Dataset records:
——
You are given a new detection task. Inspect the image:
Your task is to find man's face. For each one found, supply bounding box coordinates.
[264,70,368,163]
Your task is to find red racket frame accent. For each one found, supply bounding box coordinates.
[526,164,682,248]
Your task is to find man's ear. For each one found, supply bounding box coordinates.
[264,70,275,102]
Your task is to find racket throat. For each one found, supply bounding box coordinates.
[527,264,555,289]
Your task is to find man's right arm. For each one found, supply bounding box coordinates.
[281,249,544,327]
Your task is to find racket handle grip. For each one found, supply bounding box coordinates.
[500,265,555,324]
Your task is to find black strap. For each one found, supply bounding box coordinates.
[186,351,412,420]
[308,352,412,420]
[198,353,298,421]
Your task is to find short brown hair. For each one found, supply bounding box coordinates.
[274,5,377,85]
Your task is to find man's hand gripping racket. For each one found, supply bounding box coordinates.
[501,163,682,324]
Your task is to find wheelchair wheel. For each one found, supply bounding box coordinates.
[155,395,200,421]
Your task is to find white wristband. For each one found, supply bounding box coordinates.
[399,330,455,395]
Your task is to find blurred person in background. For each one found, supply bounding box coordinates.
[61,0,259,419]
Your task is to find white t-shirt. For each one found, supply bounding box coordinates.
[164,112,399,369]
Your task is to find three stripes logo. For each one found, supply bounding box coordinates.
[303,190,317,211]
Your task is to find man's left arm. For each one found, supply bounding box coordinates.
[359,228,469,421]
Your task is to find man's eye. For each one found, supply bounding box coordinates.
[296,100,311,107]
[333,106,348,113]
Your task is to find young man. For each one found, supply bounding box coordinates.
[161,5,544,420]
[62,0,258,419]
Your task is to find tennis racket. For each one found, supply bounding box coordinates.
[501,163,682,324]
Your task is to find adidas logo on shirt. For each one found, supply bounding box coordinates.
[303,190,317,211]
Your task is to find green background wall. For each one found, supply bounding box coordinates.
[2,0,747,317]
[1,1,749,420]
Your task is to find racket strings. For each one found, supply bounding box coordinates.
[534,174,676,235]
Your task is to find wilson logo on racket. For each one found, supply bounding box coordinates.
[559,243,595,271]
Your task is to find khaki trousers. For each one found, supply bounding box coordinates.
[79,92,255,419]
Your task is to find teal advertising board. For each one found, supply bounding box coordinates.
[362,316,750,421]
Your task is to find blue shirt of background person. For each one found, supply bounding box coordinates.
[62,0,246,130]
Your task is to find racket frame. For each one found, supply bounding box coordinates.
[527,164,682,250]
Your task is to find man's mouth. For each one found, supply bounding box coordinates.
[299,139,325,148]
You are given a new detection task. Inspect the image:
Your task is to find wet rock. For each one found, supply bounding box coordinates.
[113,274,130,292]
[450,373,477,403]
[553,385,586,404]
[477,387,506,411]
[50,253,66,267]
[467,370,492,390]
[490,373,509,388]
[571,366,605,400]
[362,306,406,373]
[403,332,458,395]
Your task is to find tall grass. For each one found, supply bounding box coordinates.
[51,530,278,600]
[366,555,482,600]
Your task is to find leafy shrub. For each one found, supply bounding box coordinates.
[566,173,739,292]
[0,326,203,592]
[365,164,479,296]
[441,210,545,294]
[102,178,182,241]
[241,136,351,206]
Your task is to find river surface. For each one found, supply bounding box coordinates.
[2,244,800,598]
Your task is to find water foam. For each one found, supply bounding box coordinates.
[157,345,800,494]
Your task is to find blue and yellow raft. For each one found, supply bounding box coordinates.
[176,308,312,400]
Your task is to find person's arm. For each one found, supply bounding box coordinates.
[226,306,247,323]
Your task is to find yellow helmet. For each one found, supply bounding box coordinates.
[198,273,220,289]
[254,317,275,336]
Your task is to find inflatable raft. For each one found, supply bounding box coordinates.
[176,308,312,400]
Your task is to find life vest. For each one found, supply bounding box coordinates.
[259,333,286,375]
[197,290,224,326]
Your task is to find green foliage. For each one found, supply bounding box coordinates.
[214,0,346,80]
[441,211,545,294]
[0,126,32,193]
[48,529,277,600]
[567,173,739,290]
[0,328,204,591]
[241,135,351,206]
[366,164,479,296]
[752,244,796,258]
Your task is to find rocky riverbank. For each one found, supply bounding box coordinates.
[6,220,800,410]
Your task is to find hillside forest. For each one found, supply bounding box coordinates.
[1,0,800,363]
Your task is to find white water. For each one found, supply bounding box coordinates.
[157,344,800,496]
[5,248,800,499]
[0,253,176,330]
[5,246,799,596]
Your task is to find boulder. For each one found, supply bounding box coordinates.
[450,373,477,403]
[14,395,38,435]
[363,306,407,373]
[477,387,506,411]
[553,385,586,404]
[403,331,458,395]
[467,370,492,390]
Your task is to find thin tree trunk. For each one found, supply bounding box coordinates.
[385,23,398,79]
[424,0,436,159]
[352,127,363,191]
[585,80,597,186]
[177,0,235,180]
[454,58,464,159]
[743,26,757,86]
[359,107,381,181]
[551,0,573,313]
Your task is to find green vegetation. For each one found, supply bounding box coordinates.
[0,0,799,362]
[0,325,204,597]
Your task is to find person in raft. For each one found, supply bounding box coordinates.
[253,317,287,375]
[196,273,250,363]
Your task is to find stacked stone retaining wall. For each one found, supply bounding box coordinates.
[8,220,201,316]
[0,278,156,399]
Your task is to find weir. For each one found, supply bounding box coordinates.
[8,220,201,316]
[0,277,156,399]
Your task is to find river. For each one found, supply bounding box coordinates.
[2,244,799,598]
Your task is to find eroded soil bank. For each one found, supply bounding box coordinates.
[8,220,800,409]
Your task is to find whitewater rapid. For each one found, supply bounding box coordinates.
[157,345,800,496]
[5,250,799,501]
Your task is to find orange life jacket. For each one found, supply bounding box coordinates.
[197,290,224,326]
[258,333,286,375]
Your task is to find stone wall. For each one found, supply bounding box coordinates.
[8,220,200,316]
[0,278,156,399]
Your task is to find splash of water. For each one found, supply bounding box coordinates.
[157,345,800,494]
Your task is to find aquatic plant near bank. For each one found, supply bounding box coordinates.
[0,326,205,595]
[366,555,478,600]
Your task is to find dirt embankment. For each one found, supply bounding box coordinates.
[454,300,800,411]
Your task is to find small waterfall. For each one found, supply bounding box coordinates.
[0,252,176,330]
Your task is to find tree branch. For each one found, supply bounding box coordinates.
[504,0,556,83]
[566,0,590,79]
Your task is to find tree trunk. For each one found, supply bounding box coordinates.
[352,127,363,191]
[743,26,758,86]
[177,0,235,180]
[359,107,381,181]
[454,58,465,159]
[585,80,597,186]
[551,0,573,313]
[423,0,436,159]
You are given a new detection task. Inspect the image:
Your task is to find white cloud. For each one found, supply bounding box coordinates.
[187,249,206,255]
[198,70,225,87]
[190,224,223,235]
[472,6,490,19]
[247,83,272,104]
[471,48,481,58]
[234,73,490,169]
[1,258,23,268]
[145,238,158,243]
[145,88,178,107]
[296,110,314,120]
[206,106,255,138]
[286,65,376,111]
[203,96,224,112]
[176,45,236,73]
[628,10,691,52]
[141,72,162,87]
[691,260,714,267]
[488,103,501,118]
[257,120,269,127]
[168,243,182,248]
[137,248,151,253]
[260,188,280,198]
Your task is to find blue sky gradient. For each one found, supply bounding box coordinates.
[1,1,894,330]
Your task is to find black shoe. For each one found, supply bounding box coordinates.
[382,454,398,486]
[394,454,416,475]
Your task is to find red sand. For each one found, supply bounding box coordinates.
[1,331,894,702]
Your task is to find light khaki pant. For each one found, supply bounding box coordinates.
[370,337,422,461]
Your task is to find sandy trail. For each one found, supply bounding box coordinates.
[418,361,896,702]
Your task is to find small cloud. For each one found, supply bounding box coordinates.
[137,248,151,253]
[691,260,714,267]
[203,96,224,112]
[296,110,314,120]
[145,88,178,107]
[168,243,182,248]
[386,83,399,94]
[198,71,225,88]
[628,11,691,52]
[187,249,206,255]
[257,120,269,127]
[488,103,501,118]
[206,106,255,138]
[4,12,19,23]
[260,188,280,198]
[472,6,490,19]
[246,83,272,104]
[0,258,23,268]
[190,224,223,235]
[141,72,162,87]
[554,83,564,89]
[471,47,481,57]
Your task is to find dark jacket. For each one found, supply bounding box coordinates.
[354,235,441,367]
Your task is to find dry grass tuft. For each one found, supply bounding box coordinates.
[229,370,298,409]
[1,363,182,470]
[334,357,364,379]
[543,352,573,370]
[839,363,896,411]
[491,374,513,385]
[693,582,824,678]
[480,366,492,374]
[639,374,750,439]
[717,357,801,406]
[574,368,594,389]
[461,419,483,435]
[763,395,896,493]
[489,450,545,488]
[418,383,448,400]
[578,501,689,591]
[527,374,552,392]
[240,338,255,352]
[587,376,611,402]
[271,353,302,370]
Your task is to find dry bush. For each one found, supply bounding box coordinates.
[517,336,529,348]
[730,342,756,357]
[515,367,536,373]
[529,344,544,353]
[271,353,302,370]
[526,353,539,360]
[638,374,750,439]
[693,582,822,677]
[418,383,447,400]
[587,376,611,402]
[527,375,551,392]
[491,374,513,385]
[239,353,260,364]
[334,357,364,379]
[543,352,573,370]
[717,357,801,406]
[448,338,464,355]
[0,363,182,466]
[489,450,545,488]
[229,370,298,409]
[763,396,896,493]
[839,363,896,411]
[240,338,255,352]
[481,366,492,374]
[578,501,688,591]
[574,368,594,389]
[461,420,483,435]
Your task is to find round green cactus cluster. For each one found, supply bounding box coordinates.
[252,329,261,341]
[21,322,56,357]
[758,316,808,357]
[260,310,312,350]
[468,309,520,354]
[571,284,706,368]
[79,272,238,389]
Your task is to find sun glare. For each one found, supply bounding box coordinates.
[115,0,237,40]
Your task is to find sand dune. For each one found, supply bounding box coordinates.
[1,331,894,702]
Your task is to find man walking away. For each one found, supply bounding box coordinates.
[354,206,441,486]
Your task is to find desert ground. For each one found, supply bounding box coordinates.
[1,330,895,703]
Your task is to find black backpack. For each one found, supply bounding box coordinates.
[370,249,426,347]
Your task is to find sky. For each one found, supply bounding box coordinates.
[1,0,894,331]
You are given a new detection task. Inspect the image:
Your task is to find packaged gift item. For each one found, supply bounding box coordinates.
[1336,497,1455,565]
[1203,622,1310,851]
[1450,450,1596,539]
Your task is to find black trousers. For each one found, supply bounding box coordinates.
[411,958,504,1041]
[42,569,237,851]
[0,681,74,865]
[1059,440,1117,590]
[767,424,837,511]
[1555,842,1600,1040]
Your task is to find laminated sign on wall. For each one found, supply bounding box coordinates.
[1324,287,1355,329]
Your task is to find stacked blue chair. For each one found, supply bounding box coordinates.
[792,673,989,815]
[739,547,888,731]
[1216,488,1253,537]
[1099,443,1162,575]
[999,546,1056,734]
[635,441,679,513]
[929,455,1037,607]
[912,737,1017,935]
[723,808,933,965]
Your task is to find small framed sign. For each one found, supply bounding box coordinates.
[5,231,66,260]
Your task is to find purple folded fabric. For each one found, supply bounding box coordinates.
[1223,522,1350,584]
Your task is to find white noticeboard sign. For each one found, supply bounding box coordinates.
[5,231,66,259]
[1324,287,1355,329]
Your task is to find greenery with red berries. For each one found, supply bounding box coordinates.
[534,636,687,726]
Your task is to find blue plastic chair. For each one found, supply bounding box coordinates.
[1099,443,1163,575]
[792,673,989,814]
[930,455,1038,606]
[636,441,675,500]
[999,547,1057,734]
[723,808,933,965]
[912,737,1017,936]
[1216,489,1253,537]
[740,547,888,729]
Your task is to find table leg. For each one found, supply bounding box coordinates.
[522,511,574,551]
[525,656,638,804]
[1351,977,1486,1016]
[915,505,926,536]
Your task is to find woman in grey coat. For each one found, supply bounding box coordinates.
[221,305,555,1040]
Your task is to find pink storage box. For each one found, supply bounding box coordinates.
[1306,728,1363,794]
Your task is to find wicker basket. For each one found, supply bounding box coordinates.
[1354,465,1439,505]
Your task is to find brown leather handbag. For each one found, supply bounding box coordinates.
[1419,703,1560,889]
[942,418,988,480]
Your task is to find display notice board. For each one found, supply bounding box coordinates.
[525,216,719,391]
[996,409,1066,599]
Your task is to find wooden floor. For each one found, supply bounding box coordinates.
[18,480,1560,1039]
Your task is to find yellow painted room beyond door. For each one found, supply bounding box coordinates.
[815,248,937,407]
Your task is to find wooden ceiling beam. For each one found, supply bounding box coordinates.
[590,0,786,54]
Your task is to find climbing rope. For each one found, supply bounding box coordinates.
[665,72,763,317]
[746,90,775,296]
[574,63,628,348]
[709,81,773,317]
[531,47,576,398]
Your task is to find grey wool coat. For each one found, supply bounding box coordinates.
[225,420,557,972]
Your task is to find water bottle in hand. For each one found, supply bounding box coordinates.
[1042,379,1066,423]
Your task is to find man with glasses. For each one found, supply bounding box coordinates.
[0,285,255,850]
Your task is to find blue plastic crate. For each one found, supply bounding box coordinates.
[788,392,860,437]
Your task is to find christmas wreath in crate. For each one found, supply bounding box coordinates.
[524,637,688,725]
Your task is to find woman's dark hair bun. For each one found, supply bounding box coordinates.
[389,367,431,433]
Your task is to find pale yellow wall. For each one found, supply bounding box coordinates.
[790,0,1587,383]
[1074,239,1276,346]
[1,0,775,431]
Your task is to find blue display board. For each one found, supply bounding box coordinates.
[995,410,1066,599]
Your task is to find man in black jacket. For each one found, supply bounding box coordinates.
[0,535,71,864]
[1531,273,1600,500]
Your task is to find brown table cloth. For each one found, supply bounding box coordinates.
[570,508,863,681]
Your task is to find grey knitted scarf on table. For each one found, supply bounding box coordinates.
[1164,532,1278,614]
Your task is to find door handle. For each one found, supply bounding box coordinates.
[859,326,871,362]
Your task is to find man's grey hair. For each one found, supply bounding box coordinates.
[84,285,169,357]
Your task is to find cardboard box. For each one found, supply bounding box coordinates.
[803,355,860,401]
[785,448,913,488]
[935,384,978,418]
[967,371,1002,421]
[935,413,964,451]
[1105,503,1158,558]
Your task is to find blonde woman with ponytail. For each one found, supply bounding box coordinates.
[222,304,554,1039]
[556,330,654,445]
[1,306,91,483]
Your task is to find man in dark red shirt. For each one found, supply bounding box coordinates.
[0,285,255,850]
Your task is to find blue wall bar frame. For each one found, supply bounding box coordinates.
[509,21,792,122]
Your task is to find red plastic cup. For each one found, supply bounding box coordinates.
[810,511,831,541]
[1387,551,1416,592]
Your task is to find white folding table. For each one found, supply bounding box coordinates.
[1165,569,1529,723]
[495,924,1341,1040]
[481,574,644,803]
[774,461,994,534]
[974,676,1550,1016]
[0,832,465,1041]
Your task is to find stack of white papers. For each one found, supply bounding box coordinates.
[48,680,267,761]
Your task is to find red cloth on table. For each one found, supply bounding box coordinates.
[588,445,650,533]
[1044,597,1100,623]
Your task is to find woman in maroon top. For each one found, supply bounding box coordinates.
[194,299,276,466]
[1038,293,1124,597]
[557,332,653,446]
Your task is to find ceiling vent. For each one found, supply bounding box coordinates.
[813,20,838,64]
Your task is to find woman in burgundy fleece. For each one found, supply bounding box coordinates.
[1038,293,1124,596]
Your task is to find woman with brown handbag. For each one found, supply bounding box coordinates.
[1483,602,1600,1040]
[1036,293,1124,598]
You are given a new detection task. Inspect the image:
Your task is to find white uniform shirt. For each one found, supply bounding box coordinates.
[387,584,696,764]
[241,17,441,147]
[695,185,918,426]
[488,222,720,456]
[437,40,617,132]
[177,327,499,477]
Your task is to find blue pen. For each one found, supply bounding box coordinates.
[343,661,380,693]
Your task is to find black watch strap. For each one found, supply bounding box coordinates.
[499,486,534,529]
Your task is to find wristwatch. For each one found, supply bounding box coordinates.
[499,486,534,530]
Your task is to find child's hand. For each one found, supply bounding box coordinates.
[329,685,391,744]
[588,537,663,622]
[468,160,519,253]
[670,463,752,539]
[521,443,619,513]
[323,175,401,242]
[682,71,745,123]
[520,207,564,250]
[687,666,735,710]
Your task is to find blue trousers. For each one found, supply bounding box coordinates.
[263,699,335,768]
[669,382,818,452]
——
- **Problem statement**:
What should appear is an exact copy of the lines from the one with "Your task is to find child's" through the end of the entries above, ends included, and no other text.

- **Solution to this problem**:
Your task is to find child's hand. For each one found, supply bounding box coordinates.
[329,685,391,744]
[588,537,663,622]
[468,160,519,253]
[670,463,752,539]
[521,443,619,513]
[323,175,401,242]
[682,71,745,123]
[520,207,564,250]
[687,666,735,710]
Your task is to find blue trousers. For each one found, supply bounding box coordinates.
[263,699,335,768]
[669,382,818,452]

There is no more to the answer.